- **Task statement**: Repeat every line of the material that follows, word for word.

- **Input for this task**:
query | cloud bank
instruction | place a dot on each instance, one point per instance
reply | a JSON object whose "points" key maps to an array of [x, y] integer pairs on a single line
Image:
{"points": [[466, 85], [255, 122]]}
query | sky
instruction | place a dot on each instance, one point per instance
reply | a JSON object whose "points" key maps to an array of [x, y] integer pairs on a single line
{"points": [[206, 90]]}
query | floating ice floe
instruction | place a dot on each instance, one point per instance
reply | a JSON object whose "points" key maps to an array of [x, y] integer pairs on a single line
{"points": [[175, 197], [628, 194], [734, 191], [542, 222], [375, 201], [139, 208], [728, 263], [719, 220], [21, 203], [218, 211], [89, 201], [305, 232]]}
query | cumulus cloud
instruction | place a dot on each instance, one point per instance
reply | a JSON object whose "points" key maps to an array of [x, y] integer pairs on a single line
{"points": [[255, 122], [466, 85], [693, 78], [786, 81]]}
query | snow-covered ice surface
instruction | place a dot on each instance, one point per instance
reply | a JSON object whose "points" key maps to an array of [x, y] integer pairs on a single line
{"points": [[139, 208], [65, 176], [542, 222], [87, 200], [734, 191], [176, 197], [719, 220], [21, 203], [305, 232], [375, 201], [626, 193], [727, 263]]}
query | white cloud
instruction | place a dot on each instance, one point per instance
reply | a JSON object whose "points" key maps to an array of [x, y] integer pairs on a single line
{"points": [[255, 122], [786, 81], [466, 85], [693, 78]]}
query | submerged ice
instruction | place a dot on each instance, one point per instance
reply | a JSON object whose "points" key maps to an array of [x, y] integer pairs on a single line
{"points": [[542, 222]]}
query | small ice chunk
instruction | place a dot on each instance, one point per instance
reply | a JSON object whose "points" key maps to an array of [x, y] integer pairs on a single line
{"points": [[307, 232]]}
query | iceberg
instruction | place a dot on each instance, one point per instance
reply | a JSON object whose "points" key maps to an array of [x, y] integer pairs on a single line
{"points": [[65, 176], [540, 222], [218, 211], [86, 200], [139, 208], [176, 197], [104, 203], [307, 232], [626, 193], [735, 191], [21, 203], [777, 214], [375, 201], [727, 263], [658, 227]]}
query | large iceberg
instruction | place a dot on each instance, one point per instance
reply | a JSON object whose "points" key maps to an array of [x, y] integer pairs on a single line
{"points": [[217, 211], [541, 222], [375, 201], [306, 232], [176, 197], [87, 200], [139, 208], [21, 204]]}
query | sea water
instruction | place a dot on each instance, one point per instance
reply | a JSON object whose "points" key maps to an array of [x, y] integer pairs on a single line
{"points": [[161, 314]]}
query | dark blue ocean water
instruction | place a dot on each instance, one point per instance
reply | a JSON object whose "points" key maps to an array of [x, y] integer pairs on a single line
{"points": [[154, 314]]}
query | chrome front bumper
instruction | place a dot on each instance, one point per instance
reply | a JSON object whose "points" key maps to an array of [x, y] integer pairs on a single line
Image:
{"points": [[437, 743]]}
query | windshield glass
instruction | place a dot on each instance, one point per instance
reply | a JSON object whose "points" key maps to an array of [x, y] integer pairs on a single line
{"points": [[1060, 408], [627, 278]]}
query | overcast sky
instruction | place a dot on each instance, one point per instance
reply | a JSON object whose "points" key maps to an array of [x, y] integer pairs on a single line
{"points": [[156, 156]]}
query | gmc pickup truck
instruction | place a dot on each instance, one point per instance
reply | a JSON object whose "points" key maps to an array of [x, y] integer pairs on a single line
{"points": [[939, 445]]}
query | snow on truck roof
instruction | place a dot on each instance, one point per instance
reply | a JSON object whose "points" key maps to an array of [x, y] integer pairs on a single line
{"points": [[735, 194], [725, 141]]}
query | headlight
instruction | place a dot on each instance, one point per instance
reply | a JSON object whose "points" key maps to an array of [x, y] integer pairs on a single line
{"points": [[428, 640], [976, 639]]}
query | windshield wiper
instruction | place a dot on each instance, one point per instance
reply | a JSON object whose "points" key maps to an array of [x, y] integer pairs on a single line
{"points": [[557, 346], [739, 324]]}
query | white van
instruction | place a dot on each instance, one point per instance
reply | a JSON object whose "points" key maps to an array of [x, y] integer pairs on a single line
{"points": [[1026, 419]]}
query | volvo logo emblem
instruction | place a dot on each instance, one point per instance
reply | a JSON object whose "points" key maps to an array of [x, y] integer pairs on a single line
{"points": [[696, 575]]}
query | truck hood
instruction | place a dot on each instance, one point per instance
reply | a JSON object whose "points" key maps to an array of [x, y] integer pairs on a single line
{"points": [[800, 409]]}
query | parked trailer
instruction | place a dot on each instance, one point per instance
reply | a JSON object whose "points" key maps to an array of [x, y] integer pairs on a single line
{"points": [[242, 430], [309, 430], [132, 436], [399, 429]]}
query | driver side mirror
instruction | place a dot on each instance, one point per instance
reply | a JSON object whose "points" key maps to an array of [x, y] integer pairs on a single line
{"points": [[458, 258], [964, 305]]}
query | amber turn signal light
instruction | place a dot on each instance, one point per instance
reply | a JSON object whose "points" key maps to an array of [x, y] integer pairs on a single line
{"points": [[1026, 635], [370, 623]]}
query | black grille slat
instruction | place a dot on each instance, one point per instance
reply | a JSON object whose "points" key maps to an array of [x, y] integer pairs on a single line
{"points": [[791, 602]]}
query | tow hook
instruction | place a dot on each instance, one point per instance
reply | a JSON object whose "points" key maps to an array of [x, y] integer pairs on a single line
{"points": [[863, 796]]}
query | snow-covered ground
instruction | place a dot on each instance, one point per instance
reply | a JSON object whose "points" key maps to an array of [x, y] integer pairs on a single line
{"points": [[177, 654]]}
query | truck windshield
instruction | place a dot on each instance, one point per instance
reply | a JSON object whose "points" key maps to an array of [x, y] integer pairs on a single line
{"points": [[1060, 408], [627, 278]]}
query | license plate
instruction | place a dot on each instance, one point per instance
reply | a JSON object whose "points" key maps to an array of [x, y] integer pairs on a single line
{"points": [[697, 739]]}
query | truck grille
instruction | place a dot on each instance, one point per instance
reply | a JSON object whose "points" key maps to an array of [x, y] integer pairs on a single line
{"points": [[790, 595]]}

- **Exercise result**:
query | cloud bank
instruction | place a dot on each instance, one point per instance
reply | a JSON object whose "points" key maps to an array of [x, y] integer pairs on a single line
Image:
{"points": [[466, 85], [255, 122]]}
query | sky
instruction | place a dot on each instance, one point per instance
reply | a JSON object whose "points" key maps to an array of [x, y] integer pairs on a single line
{"points": [[206, 90]]}
query | floating ice floe
instruction | place a dot on each instance, one point per instance
reply | a JSON object whose "points" key maps to an array of [x, y] integer pairs on a single line
{"points": [[175, 197], [628, 194], [734, 191], [542, 222], [375, 201], [139, 208], [728, 263], [719, 220], [21, 203], [218, 211], [89, 201], [305, 232]]}
query | cumulus cloud
instruction | place a dot on each instance, one point per instance
reply | a JSON object whose "points" key maps to an array of [x, y] integer pairs on a single line
{"points": [[255, 122], [466, 85], [693, 78], [786, 81]]}
query | snow-covered ice surface
instruction | place a dot on each instance, one point per instance
reply | a JSON object whose "points" key maps to an array of [x, y] integer pairs on a single line
{"points": [[139, 208], [65, 176], [542, 222], [87, 200], [734, 191], [176, 197], [719, 220], [21, 203], [305, 232], [375, 201], [626, 193], [727, 263]]}
query | white cloud
instruction | place a dot on each instance, one point per instance
reply | a JSON object whose "points" key maps to an array of [x, y] integer pairs on a single line
{"points": [[255, 122], [786, 81], [466, 85], [693, 78]]}
query | submerged ice
instruction | place a dot on each instance, one point per instance
reply | a JSON object whose "points" key maps to an array of [x, y] integer pairs on a single line
{"points": [[542, 222]]}
query | small ice chunk
instruction | place a dot on each instance, one point per instance
reply | a JSON object whose "points" key maps to an array of [x, y] integer pairs on a single line
{"points": [[307, 232]]}
query | iceberg
instruction | place a dot on each instance, one point per instance
reply | a JSON object whose "points" key maps to an array of [x, y] integer pairs on a single line
{"points": [[65, 176], [540, 222], [218, 211], [86, 200], [139, 208], [176, 197], [104, 203], [307, 232], [626, 193], [735, 191], [21, 203], [777, 214], [375, 201], [727, 263], [658, 227]]}
query | large iceberg
instruction | place a dot on each instance, one point per instance
reply | a JSON object whose "points" key maps to an array of [x, y] integer pairs on a single line
{"points": [[217, 211], [541, 222], [375, 201], [306, 232], [176, 197], [87, 200], [139, 208], [21, 204]]}
query | sea water
instruction | place a dot on each instance, one point per instance
reply | a JSON object whose "points" key maps to an array of [x, y] integer pairs on a single line
{"points": [[161, 314]]}
query | dark blue ocean water
instruction | place a dot on each instance, one point per instance
reply | a JSON object whose "points" key maps to an array of [x, y] integer pairs on a single line
{"points": [[154, 314]]}
query | chrome front bumper
instruction | place a dot on each instance, one point per instance
reply | a JSON object whose "points" key maps to an array of [x, y] integer pairs on a single line
Image:
{"points": [[437, 743]]}
query | windshield glass
instruction | place a dot on each instance, one point per instance
reply | a JSON object whose "points" key maps to an array of [x, y] integer pairs on a single line
{"points": [[1060, 408], [627, 278]]}
query | overcast sky
instruction | place a dot on each instance, one point per instance
reply | a JSON object whose "points" key maps to an array of [x, y] integer pairs on a single line
{"points": [[156, 156]]}
query | gmc pickup truck
instruction | place a dot on each instance, one point per instance
reply | a JSON object whose "points" key maps to an array of [x, y] integer pairs on a single line
{"points": [[939, 445]]}
query | snow on truck roof
instruction | place a dot on each instance, one point per instance
reply | a JSON object whose "points" key maps to an array of [x, y] integer pairs on a single line
{"points": [[735, 194], [725, 141]]}
query | headlight
instruction | place a dot on each instance, one point per instance
reply | a JSON object whose "points" key maps to an array of [x, y] integer pairs on a single line
{"points": [[428, 640], [976, 639]]}
query | windshield wiper
instruction | place a dot on each instance, one point per instance
reply | a JSON object whose "points" key maps to an array of [x, y] integer pairs on a single line
{"points": [[557, 346], [739, 324]]}
query | white van
instruction | place a dot on each instance, one point per instance
reply | a JSON object whose "points" key maps to an array of [x, y] integer pairs on a single line
{"points": [[1026, 419]]}
query | volvo logo emblem
instruction | place a dot on each instance, one point per instance
reply | a JSON object whose "points" key maps to an array of [x, y] integer pairs on a single line
{"points": [[696, 575]]}
query | truck hood
instruction | place a dot on each instance, one point per instance
reply | a JSON object whose "points" key maps to an array of [x, y] integer pairs on a single line
{"points": [[800, 409]]}
query | parked trailer
instruction | place a dot on each instance, one point per instance
reply | a JSON object whose "points" key maps to an array of [x, y] integer pairs on a single line
{"points": [[242, 430], [309, 430], [132, 436], [399, 429]]}
query | driver side mirror
instruction | place a dot on each instance, one point per instance
reply | a JSON object whose "points" key maps to an array of [x, y] integer pairs on a single line
{"points": [[458, 258], [964, 305]]}
query | amber turn signal light
instruction | place a dot on each instance, one point per instance
reply | a JSON object whose "points" key maps to an array of [x, y] integer pairs on a single line
{"points": [[1026, 635], [370, 623]]}
query | black grille slat
instruction | place a dot on each instance, one point per instance
reply | a JSON object whose "points" key maps to an array of [x, y] integer pairs on a single line
{"points": [[791, 602]]}
query | tow hook
instruction | place a dot on each instance, one point per instance
reply | a JSON object whose "points" key maps to an array of [x, y] integer pairs on a single line
{"points": [[863, 796]]}
query | snow-covered ground
instruction | place a dot on each instance, one point per instance
reply | a JSON object whose "points" key maps to an array of [x, y] integer pairs on a single line
{"points": [[177, 654]]}
query | truck windshield
instruction | place a dot on each instance, one point per instance
reply | a JSON object whose "points" key maps to an array of [x, y] integer pairs on a single line
{"points": [[1060, 408], [627, 278]]}
query | license plate
instruction | place a dot on each instance, one point per instance
reply | a JSON object whose "points" key maps to an array of [x, y] integer pairs on a single line
{"points": [[697, 739]]}
query | truck grille
instruction | place a dot on each instance, one point per instance
reply | a JSON object whose "points" key maps to an array of [x, y] integer pairs on a single line
{"points": [[790, 595]]}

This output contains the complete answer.